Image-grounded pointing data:
# # # # #

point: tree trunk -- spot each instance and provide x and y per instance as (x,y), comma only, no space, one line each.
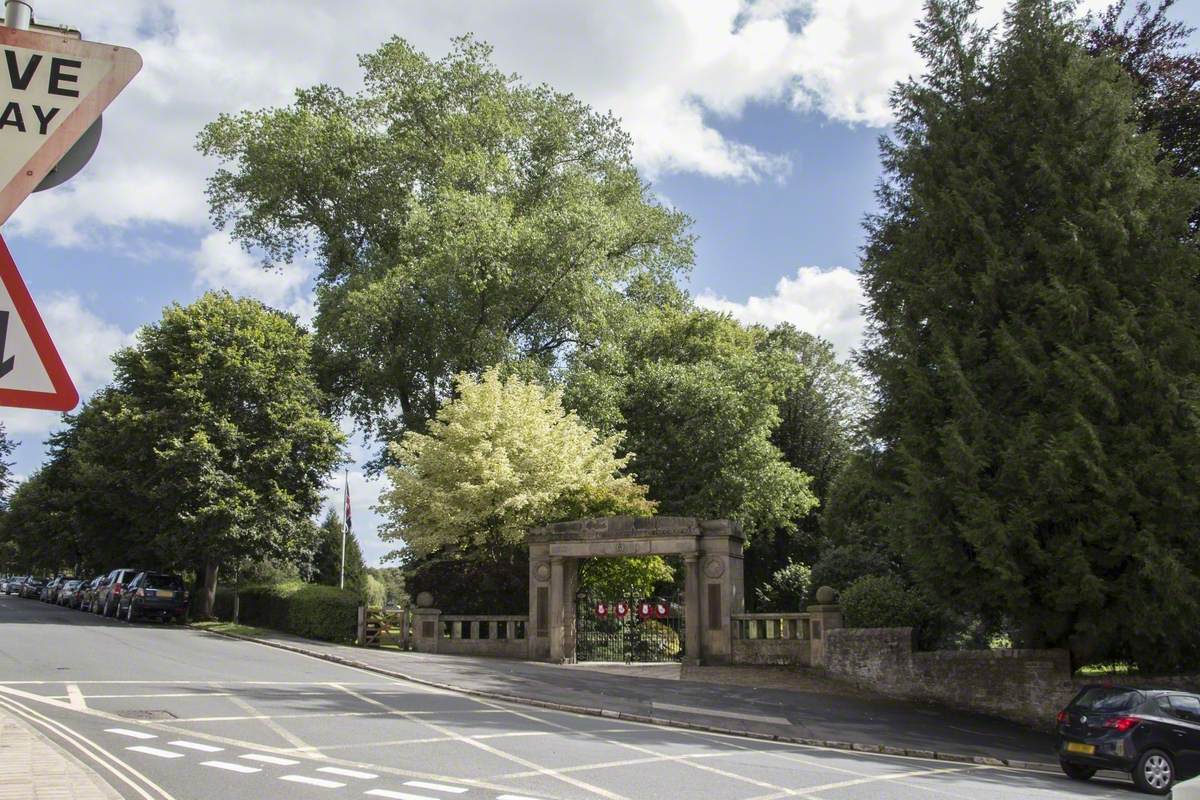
(209,595)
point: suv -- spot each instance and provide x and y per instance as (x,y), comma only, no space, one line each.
(154,594)
(108,593)
(1152,734)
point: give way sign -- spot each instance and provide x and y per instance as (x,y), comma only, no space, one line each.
(31,373)
(53,89)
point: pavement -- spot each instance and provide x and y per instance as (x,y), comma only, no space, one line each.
(168,713)
(33,768)
(829,716)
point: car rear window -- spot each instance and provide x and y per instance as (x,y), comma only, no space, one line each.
(1108,699)
(163,582)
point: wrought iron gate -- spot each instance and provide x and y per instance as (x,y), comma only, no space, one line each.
(604,633)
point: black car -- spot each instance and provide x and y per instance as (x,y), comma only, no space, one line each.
(1152,734)
(33,588)
(154,594)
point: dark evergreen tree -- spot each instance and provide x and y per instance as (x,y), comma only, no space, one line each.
(327,559)
(1036,343)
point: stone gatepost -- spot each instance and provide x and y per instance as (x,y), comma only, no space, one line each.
(426,624)
(823,617)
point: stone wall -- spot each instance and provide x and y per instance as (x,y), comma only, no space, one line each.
(1030,686)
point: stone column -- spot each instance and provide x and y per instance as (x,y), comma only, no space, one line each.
(557,600)
(693,631)
(426,630)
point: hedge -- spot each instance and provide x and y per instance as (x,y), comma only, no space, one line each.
(309,609)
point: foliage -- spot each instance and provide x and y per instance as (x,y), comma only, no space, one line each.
(631,577)
(501,458)
(882,601)
(843,565)
(461,220)
(1167,78)
(6,446)
(327,560)
(789,589)
(1035,318)
(697,398)
(307,609)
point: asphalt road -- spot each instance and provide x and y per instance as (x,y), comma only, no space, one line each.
(169,713)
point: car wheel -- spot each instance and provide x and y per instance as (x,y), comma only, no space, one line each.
(1077,771)
(1155,773)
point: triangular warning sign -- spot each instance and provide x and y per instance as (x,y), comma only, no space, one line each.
(54,88)
(31,373)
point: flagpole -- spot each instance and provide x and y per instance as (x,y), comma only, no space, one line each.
(346,505)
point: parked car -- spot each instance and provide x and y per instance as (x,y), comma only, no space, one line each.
(1152,734)
(88,595)
(66,591)
(154,594)
(51,593)
(111,589)
(33,588)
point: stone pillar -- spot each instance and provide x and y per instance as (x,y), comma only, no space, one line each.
(426,630)
(557,600)
(693,632)
(823,618)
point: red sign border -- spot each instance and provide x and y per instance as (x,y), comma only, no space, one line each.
(65,396)
(126,64)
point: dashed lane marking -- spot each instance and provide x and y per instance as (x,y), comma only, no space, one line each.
(346,773)
(715,713)
(231,767)
(76,697)
(487,749)
(312,781)
(131,734)
(270,759)
(436,787)
(196,745)
(155,751)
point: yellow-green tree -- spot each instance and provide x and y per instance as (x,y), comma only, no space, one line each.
(502,457)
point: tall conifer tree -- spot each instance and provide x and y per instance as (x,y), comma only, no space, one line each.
(1036,342)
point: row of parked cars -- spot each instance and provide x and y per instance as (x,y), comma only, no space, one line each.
(125,594)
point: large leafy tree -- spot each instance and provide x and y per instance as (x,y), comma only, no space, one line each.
(497,461)
(215,438)
(697,396)
(1035,324)
(461,220)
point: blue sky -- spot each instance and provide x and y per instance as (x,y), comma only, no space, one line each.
(757,119)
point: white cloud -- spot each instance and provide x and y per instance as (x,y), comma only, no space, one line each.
(825,302)
(222,264)
(667,67)
(85,342)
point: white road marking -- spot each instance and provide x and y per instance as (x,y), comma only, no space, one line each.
(155,751)
(436,787)
(715,713)
(270,759)
(195,745)
(232,768)
(131,734)
(345,773)
(312,781)
(76,697)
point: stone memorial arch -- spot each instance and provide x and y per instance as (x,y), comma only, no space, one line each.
(713,577)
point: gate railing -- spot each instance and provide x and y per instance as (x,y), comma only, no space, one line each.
(379,626)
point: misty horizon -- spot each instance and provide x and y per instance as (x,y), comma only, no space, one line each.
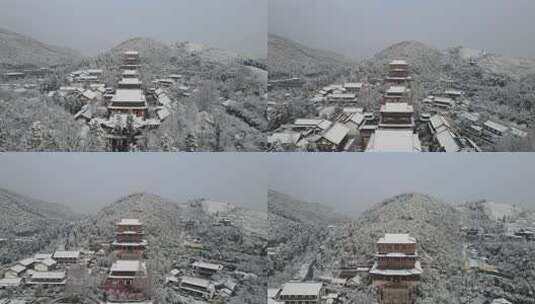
(352,184)
(94,27)
(359,30)
(75,181)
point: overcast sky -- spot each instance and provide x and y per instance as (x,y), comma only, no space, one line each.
(89,181)
(359,29)
(97,25)
(353,182)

# # # # #

* Exercise instructions
Could the lines above be copied out exactly, with no image carried over?

* Answer section
point: tree trunk -- spot each instance and provide x and y per instance as (x,y), comma only, no space, one line each.
(209,595)
point: suv -- spot each instance and provide x and y per instance as (x,y), comma only, no space, one line each.
(154,594)
(108,593)
(1152,734)
point: give way sign -- spot each instance and provide x and y per instance as (x,y), comma only, no space, one line each.
(31,373)
(53,89)
point: pavement -- spot each instance and provide x and y per instance as (x,y), comma only, no space, one line each.
(168,713)
(33,768)
(829,716)
point: car rear window -- spot each instance and provide x and y per instance as (x,y), comma only, no space, one line each.
(1108,699)
(163,582)
point: wrought iron gate -- spot each instance and provide x and y per instance as (x,y), comma only, no space, one line each.
(604,633)
point: black car -- spot each instance and provide x and y per instance as (x,y), comma only, no space, one line each.
(1152,734)
(33,588)
(154,594)
point: dark evergreen tree -- spot each instance and provide x and y per instance as (x,y), comma only, no space, one line each.
(327,559)
(1036,343)
point: stone gatepost -- spot each instance and provide x and y per instance as (x,y), comma only, no space, one line each.
(426,624)
(823,617)
point: stone wall -- spot each instance and provide x and y per instance as (x,y), comma only, no space, one line each.
(1030,686)
point: stone column -- spot each instance and provide x and y per instance as (x,y), comma only, no space, one line each.
(557,600)
(693,631)
(426,630)
point: hedge -- spot each instance and provide x and y per instance as (x,y), comma only, no space, one line each.
(309,609)
point: foliage -- spot each instance and provide x and y per instance as (x,y), comma only, no space, one line each.
(631,577)
(501,458)
(882,601)
(843,565)
(461,220)
(1167,78)
(6,446)
(327,560)
(789,589)
(1035,318)
(697,398)
(307,609)
point: asphalt road -- spot each instance and provide x and y per instance as (x,y), comma only, no space, one line each.
(169,713)
point: car wheel -- spot each instance and provide x and y per instance as (x,y), comma only, no space, one line each.
(1077,771)
(1155,773)
point: triangular warning sign -- spot each instance and provide x and y per instance as (x,y), comma only, no space, one line each.
(54,88)
(31,373)
point: flagpole -- spot each instance and provide x and y per instance as (x,y), comma only, no space, one line each.
(346,505)
point: parked car -- spot each instance and provide x and y per instance as (x,y), comma only, no space, one line each.
(1152,734)
(88,595)
(66,591)
(154,594)
(51,593)
(111,589)
(33,588)
point: stone pillar -- spot each instance and provide x and y per instance as (x,y), comma only, no space, one line each.
(426,630)
(557,600)
(693,632)
(823,618)
point: red sign border -- spot each instance and provide x and y per instance as (x,y), comma only, no space, one line each.
(65,396)
(126,64)
point: dashed lane marking -- spot each instance and provide x and y per instance as (x,y), comma only, no space, one line each.
(346,773)
(715,713)
(231,767)
(76,697)
(487,749)
(312,781)
(131,734)
(270,759)
(436,787)
(196,745)
(155,751)
point: yellow-green tree -- spot each instance and provide x and y per instance as (x,y), comma only, no space, one line each.
(502,457)
point: tall conifer tree -- spot each instance and provide x and y per instance as (x,y), comma only, no space, one line each.
(1036,342)
point: row of parked cars -- spot each instance and provide x and y per instance as (x,y), comma only, no space, one line each.
(125,594)
point: large leafy tree -- spot each instance and provide x and y per instance as (x,y), comma only, no space, one line each.
(497,461)
(215,438)
(697,396)
(1035,324)
(461,220)
point: blue sky -- spot each instance and provide x and y per instance as (x,y), comma only, no space, one line each.
(757,119)
point: white cloud -- spot each instance and provide x and y per instance as (x,y), comma only, no space, one line each.
(825,302)
(222,264)
(667,67)
(85,342)
point: white road marking -- spot each instance and provide x and y per instance as (x,y), comma only, no space, one line each.
(155,751)
(436,787)
(715,713)
(270,759)
(195,745)
(232,768)
(131,734)
(345,773)
(312,781)
(76,697)
point: stone memorial arch -- spot each instance and provide x and y per instance as (x,y), comma only, no space, one line each.
(713,577)
point: gate railing -- spot each instance and provide x and y per instance as (x,y), comma only, no space, one line each.
(379,626)
point: misty horizon -- spot each instance and provide x and y per instance as (x,y), comma only, no space, one line each.
(352,184)
(94,27)
(359,30)
(75,181)
point: overcast sky -- spot each instance and provide x and y per instance as (x,y), comma only, no space, one line each.
(89,181)
(359,29)
(97,25)
(353,182)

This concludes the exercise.